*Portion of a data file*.
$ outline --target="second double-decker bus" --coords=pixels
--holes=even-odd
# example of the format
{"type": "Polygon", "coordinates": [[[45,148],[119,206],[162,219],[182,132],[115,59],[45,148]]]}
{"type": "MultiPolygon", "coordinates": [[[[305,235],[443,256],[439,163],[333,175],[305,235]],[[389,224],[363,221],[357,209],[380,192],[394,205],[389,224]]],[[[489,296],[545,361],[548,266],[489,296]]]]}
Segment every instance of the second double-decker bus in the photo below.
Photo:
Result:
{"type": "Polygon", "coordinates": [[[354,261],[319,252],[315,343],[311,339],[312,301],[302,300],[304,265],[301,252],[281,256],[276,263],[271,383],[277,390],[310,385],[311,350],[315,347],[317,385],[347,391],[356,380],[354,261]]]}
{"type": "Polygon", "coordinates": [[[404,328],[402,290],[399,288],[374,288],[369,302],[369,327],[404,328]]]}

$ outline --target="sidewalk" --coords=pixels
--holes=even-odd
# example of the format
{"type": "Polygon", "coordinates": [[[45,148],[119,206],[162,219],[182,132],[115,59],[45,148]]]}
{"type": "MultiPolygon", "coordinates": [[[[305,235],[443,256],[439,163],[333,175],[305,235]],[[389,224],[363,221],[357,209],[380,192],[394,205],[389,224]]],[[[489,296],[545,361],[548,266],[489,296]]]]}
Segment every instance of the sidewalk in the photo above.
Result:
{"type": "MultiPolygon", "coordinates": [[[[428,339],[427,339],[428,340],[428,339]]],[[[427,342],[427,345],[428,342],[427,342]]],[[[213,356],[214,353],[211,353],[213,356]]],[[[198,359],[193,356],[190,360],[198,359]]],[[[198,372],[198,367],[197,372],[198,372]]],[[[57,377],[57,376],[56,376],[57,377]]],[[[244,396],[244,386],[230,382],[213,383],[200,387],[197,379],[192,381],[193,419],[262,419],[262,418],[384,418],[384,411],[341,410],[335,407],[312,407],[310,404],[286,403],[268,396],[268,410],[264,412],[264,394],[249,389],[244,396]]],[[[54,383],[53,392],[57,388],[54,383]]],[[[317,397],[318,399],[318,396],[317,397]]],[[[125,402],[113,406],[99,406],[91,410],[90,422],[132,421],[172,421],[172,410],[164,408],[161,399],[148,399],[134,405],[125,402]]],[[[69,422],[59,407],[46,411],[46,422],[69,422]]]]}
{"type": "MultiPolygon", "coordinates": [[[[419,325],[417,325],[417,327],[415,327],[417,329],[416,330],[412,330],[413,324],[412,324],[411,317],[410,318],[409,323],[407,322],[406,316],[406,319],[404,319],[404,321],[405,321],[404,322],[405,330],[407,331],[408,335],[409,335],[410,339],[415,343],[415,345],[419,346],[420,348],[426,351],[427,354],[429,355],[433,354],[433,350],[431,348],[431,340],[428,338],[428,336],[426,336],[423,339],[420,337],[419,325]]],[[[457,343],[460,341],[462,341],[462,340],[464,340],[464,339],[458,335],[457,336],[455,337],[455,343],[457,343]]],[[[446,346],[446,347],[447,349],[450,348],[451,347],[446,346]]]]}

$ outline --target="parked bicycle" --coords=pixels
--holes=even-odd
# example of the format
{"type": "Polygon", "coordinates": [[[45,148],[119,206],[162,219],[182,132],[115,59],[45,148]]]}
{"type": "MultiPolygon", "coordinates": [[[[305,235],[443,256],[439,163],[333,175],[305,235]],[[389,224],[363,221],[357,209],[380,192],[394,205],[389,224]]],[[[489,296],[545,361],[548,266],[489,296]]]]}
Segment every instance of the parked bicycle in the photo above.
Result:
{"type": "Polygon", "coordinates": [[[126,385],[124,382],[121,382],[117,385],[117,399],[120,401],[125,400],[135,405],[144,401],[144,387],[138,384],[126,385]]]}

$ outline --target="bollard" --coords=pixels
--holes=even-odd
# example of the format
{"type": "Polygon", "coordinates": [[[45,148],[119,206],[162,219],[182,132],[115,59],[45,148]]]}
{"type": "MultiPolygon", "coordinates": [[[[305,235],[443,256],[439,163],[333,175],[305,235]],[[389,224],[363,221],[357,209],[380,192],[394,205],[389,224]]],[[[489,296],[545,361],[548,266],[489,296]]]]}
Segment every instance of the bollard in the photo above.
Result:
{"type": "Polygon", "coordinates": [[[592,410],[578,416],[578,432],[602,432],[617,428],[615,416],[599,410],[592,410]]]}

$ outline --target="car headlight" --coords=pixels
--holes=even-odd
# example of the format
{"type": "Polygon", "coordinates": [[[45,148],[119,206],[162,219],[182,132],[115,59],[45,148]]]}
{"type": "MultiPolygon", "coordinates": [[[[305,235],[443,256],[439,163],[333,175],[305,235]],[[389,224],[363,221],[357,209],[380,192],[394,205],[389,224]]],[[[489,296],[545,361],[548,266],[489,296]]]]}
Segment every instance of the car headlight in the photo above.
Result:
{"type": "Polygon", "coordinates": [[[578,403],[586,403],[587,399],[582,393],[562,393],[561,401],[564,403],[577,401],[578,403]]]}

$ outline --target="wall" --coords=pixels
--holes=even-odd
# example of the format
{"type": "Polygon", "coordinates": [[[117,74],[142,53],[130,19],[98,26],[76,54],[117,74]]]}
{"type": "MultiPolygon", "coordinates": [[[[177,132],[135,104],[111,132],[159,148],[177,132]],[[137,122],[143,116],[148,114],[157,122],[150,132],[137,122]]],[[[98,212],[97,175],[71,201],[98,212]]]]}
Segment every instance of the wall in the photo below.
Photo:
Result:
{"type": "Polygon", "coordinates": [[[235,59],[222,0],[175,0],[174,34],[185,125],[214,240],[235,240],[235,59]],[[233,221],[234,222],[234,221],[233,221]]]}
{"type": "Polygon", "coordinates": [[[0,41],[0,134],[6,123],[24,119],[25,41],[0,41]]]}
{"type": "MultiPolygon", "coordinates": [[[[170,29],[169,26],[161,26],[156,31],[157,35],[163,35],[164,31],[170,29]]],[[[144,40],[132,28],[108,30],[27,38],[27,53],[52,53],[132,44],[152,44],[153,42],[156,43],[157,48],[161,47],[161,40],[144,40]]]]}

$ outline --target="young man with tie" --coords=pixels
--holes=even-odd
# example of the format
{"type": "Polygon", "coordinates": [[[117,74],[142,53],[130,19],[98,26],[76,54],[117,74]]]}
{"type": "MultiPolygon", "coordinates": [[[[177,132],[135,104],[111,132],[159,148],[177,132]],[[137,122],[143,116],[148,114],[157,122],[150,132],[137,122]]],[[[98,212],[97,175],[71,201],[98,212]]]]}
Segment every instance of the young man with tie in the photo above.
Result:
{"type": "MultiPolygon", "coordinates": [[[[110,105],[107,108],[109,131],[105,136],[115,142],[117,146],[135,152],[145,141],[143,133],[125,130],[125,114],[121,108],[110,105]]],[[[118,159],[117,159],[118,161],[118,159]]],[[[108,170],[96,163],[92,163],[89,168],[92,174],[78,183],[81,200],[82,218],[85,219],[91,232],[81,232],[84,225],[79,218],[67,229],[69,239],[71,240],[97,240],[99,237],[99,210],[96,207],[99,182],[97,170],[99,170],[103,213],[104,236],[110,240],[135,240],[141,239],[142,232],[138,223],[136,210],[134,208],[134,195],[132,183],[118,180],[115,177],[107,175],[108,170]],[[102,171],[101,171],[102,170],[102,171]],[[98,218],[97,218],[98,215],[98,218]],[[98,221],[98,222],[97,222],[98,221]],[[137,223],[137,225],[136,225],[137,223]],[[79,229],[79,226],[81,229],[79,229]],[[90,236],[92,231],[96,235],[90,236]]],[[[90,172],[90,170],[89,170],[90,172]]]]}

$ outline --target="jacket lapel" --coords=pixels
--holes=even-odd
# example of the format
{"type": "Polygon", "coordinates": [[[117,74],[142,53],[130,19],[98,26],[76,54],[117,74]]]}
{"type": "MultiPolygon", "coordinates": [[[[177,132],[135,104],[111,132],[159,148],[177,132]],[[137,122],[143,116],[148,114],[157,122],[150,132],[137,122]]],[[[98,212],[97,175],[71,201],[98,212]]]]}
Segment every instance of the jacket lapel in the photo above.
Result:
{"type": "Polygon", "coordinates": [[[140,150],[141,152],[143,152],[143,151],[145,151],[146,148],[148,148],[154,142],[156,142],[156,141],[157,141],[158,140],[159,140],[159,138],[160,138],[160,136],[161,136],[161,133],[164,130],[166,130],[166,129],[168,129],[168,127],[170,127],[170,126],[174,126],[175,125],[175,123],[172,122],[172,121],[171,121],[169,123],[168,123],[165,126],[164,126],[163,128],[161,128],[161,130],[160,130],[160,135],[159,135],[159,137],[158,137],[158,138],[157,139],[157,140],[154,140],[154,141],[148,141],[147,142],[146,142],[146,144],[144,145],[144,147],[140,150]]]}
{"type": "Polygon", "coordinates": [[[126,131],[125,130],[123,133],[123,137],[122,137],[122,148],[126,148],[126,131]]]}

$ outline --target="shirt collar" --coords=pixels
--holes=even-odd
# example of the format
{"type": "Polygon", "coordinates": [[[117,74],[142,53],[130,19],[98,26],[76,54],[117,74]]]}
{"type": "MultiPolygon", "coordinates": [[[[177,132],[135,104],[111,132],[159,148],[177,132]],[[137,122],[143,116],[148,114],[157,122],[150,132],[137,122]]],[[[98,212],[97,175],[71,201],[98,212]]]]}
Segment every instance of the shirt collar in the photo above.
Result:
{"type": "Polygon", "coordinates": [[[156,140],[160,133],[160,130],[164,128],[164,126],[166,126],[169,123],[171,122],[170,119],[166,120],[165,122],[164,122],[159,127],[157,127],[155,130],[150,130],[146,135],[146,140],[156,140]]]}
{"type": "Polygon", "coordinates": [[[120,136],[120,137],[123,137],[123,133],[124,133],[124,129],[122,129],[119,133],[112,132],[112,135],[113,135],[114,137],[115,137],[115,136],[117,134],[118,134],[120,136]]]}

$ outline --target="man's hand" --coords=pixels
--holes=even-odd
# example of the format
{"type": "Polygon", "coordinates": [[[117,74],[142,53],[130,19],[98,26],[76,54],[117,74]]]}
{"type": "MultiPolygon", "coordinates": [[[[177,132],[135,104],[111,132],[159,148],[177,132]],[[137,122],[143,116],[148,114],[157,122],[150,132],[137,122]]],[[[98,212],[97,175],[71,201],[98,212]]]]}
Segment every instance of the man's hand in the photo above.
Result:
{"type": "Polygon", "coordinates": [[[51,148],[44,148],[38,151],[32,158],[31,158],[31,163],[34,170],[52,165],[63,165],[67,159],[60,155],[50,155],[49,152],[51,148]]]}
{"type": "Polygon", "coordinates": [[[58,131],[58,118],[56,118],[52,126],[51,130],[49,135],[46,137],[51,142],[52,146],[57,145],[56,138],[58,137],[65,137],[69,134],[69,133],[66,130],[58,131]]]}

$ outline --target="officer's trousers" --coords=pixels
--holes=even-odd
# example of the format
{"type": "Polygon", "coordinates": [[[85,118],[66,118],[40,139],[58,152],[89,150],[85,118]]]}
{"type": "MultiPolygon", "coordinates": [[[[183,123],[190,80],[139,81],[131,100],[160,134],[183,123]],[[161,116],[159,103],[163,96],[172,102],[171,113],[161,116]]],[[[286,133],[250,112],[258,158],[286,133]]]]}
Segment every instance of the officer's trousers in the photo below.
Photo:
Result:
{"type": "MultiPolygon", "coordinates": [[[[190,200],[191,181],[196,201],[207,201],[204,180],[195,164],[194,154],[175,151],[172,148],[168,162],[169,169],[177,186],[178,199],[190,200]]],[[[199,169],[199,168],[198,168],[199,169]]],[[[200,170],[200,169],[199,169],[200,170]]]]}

*Task to carry out*.
State how many lines of the records above contain the string "young", matching case exactly. Give only the number.

*Output of the exercise*.
2